**AIM OF THE EXERCISE:**
Number each of the following lines in order as a list, leaving out any blank lines.

════════

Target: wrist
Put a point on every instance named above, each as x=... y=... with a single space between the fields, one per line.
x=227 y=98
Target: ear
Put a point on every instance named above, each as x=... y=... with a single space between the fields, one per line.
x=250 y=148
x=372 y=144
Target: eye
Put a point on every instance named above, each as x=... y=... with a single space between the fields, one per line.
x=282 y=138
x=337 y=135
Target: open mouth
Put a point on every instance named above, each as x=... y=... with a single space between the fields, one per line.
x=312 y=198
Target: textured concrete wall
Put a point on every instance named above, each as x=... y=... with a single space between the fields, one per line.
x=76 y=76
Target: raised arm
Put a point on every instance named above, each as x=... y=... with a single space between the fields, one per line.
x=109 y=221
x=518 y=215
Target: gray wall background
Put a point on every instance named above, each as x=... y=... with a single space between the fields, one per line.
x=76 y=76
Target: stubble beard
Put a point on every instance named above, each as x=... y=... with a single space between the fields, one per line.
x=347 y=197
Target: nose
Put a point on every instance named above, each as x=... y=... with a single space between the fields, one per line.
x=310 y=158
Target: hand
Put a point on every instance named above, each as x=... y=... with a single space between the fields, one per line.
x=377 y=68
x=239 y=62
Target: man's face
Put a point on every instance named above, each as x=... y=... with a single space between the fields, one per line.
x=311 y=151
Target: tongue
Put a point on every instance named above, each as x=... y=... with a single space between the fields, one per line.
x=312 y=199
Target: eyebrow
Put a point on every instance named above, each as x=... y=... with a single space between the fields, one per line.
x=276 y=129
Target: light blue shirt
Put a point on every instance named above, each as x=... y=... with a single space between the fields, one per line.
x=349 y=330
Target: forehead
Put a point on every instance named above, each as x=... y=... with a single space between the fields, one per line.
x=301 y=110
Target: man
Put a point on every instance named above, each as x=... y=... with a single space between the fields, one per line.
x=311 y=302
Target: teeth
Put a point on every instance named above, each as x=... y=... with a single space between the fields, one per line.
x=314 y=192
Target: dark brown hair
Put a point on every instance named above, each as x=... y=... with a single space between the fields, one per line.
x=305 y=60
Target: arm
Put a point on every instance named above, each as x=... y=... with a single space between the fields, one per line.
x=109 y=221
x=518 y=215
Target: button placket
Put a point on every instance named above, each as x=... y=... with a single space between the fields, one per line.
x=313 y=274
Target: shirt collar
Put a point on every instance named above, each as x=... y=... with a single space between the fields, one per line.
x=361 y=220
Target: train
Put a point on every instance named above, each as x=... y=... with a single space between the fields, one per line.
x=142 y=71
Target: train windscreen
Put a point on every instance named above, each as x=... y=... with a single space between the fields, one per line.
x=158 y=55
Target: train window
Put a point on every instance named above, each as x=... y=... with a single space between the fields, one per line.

════════

**SOLUTION FOR THIS EXERCISE:**
1. Target: wrist
2. Put a point on every instance named above, each as x=... y=... with a single space between the fields, one per line.
3. x=227 y=98
4. Target: ear
5. Put a point on every instance named above, each as x=... y=... with a single space between the fields, one per line.
6. x=250 y=148
7. x=372 y=144
8. Target: eye
9. Put a point on every instance named above, each as x=... y=... with a single space between the fields, one per line.
10. x=282 y=138
11. x=337 y=135
12. Target: open mouth
13. Put a point on every instance named above, each as x=... y=... with a single space between the fields, one per line.
14. x=312 y=198
15. Target: textured concrete wall
16. Put a point on every instance named above, each as x=... y=... with a single space between the fields, one per line.
17. x=76 y=76
18. Target: raised arm
19. Put a point on every instance named above, each as x=... y=... with a single space between the fields, one per line.
20. x=109 y=221
21. x=518 y=215
22. Target: gray wall background
23. Put a point on every instance named above, each as x=... y=... with a single space between the fields, one per line.
24. x=76 y=76
25. Target: stubble beard
26. Put a point on every instance named above, each as x=... y=... with a single space between the fields, one per line.
27. x=347 y=197
28. Target: nose
29. Put a point on every instance named above, each as x=... y=... with a single space between the fields, one per line.
30. x=310 y=158
31. Target: hand
32. Put a point on every instance named above, each as x=... y=... with a single space between the fields, one per line.
33. x=377 y=68
34. x=239 y=62
35. Target: man's face
36. Put a point on every instance named above, each as x=... y=... with a single space between the fields, one per line.
37. x=311 y=151
38. Target: tongue
39. Put a point on every instance named above, each as x=... y=... with a single space between the fields, one per line.
40. x=312 y=199
41. Target: eyebrow
42. Put a point on every instance named above, each as x=... y=... with a single space between the fields, one per line.
43. x=276 y=129
44. Target: light blue shirt
45. Put a point on every instance named above, each as x=... y=... with a single space between the fields, one per line.
46. x=349 y=330
47. Target: forehead
48. Put a point on every instance named above, each as x=... y=... with a single space between the fields, one per line.
49. x=301 y=110
50. Target: man
51. Put a point on every instance named above, each as x=... y=... with a single space between the fields, one per line.
52. x=311 y=302
53. Target: teeth
54. Put a point on every instance named above, each as x=... y=... with a single space between the fields, one per line.
55. x=314 y=192
56. Target: dark brown hair
57. Put a point on every instance named above, each as x=... y=... with a single space between the fields, one per line.
58. x=305 y=60
59. Target: arm
60. Put a point on every instance named above, each as x=... y=... with a single space between the fields, one per line.
61. x=109 y=221
62. x=518 y=215
63. Target: button placket
64. Put a point on every instance named above, each as x=... y=... with a single space between the fields, one per line.
65. x=313 y=274
66. Target: shirt collar
67. Put a point on every instance named above, each as x=... y=... with a single space between the fields, one per line.
68. x=361 y=220
69. Target: train
70. Put a point on every instance named above, each as x=... y=... with a single space between the fields, one per line.
71. x=142 y=71
72. Target: train windscreen
73. Put a point on every instance named above, each as x=... y=... with a single space between the fields, one per line.
74. x=158 y=55
75. Target: train window
76. Put a point on every instance named above, each as x=... y=... with a single space between the fields, one per line.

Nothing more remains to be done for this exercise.